--- TASK DESCRIPTION ---
Reproduce all of the data below verbatim, but leave out the pictures.

(Region labeling items)
--- --- ---
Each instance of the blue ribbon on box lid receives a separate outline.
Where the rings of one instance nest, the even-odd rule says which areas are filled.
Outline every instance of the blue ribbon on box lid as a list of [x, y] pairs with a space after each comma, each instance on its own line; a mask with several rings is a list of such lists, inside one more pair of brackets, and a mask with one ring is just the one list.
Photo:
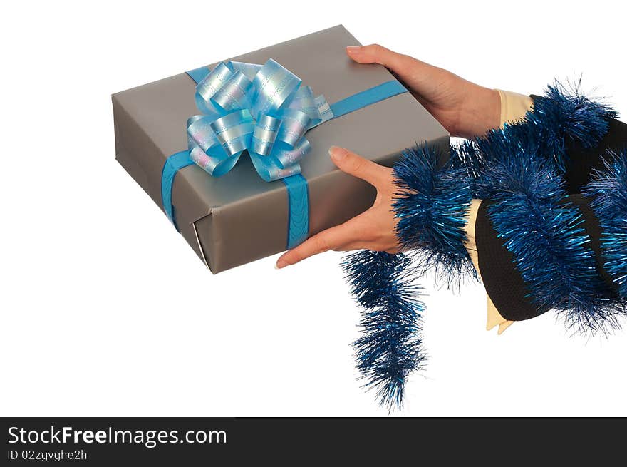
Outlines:
[[263, 66], [222, 62], [213, 70], [202, 67], [187, 75], [197, 84], [195, 101], [201, 114], [187, 120], [187, 150], [170, 155], [163, 166], [161, 195], [167, 217], [177, 227], [172, 189], [180, 169], [195, 163], [209, 175], [221, 177], [246, 151], [264, 180], [281, 180], [287, 188], [287, 248], [302, 242], [309, 231], [307, 180], [299, 163], [311, 150], [306, 132], [407, 92], [400, 82], [390, 80], [329, 105], [271, 58]]

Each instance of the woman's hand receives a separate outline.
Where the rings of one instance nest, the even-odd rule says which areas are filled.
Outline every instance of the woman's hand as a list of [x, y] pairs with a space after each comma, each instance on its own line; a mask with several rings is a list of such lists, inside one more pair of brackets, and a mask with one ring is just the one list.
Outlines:
[[[378, 45], [347, 47], [346, 53], [358, 63], [387, 67], [453, 136], [482, 135], [500, 124], [500, 98], [493, 89]], [[374, 185], [376, 200], [365, 212], [321, 232], [282, 255], [276, 262], [278, 268], [329, 250], [399, 251], [395, 234], [398, 220], [392, 207], [395, 189], [392, 169], [341, 148], [331, 148], [329, 154], [341, 170]]]
[[494, 89], [379, 45], [346, 47], [359, 63], [379, 63], [396, 75], [452, 136], [481, 136], [500, 125], [501, 100]]
[[331, 147], [329, 155], [338, 168], [373, 185], [377, 189], [374, 204], [367, 211], [341, 225], [327, 229], [307, 239], [282, 255], [276, 261], [281, 268], [329, 250], [373, 250], [398, 252], [394, 233], [398, 220], [392, 210], [395, 185], [392, 169], [375, 164], [342, 148]]

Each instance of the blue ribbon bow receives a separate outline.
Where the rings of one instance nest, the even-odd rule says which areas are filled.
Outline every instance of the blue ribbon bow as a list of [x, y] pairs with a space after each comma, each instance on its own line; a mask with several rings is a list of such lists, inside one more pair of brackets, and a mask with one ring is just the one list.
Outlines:
[[309, 129], [333, 115], [323, 96], [271, 58], [222, 62], [196, 86], [202, 115], [187, 120], [190, 156], [209, 175], [229, 172], [244, 150], [266, 182], [301, 173]]
[[237, 163], [244, 150], [266, 182], [281, 180], [288, 195], [287, 247], [303, 242], [309, 231], [307, 180], [299, 161], [311, 150], [305, 133], [332, 118], [370, 106], [407, 89], [396, 80], [349, 96], [331, 106], [278, 63], [263, 66], [222, 62], [211, 71], [187, 71], [196, 83], [196, 106], [202, 115], [187, 120], [188, 150], [166, 159], [161, 197], [167, 217], [178, 230], [172, 187], [177, 173], [197, 165], [214, 177]]

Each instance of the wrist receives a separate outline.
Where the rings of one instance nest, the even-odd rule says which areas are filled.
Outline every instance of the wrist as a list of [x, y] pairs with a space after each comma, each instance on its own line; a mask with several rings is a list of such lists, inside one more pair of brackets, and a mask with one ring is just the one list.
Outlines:
[[496, 89], [468, 83], [455, 136], [483, 136], [501, 123], [501, 98]]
--- --- ---
--- TASK RESULT ---
Each instance of the blue ribbon on box lid receives a separate outline.
Where the rings of one instance nest, the even-odd rule says which areas are filled.
Outline every instance of the blue ribbon on box lid as a list of [x, y] pairs with a space after each comma, each instance on its own line; a mask with several rings is a list of such lists, inside one more pair of brackets, and a mask with one ring is just the one list.
Photo:
Outlines:
[[263, 66], [222, 62], [213, 70], [202, 67], [187, 75], [197, 84], [195, 101], [201, 114], [187, 120], [187, 150], [170, 155], [163, 166], [161, 195], [167, 217], [177, 227], [172, 189], [180, 169], [195, 163], [209, 175], [221, 177], [246, 151], [264, 180], [281, 180], [287, 188], [287, 248], [302, 242], [309, 231], [307, 180], [299, 163], [311, 150], [306, 132], [407, 92], [400, 82], [390, 80], [329, 105], [271, 58]]

Each instance of the woman's hand receives a separate outline.
Where the rings of one instance nest, the even-odd rule says which areas are filled.
Outline every instance of the woman's hand as a list of [x, y] pairs with a space after each comma, each instance on its own line; a mask with several rings is a list of such lists, inside one more pair of brackets, and a mask with one ring is just the one list.
Outlines:
[[[378, 45], [347, 47], [346, 53], [358, 63], [387, 67], [453, 136], [482, 135], [500, 124], [500, 98], [493, 89]], [[374, 185], [376, 200], [365, 212], [321, 232], [282, 255], [276, 262], [278, 268], [329, 250], [399, 251], [395, 234], [398, 220], [392, 207], [395, 189], [392, 169], [341, 148], [331, 148], [329, 154], [341, 170]]]
[[494, 89], [379, 45], [346, 47], [359, 63], [379, 63], [396, 75], [452, 136], [481, 136], [500, 125], [501, 100]]
[[331, 147], [329, 155], [338, 168], [373, 185], [377, 189], [374, 204], [367, 211], [341, 225], [327, 229], [307, 239], [282, 255], [276, 261], [281, 268], [329, 250], [373, 250], [398, 252], [394, 233], [398, 220], [392, 210], [395, 185], [392, 169], [375, 164], [342, 148]]

Each instance of the blue ribbon bow receives a separate outline.
Where the rings of one instance nest, the even-odd rule says which areas are filled.
Outline every instance of the blue ribbon bow as a list of [x, y] pairs with a space after each comma, each instance on its own line; a mask with several rings is a list of such lists, inside one more pair of brackets, and a mask with one ring is just the one list.
Outlines:
[[309, 129], [333, 115], [323, 96], [271, 58], [222, 62], [196, 86], [202, 115], [187, 120], [190, 156], [209, 175], [229, 172], [244, 150], [266, 182], [301, 173]]
[[237, 163], [244, 150], [266, 182], [281, 180], [288, 195], [287, 247], [303, 242], [309, 231], [307, 180], [299, 161], [311, 150], [305, 133], [332, 118], [370, 106], [407, 89], [396, 80], [349, 96], [331, 106], [278, 63], [263, 66], [222, 62], [211, 71], [187, 71], [196, 83], [196, 106], [202, 115], [187, 120], [188, 150], [166, 159], [161, 197], [167, 217], [178, 230], [172, 187], [177, 173], [197, 165], [214, 177]]

Each instance of the wrist receives a separate outline.
Where the rings of one instance nest, the even-odd rule says which areas are filled.
Outline every instance of the wrist as a list of [x, y] pairs with a space after each comma, each instance on its own line; a mask with several rings is a list of such lists, inside one more pair of brackets, and a mask with one ring is just the one list.
Outlines:
[[496, 89], [468, 83], [455, 136], [483, 136], [501, 123], [501, 98]]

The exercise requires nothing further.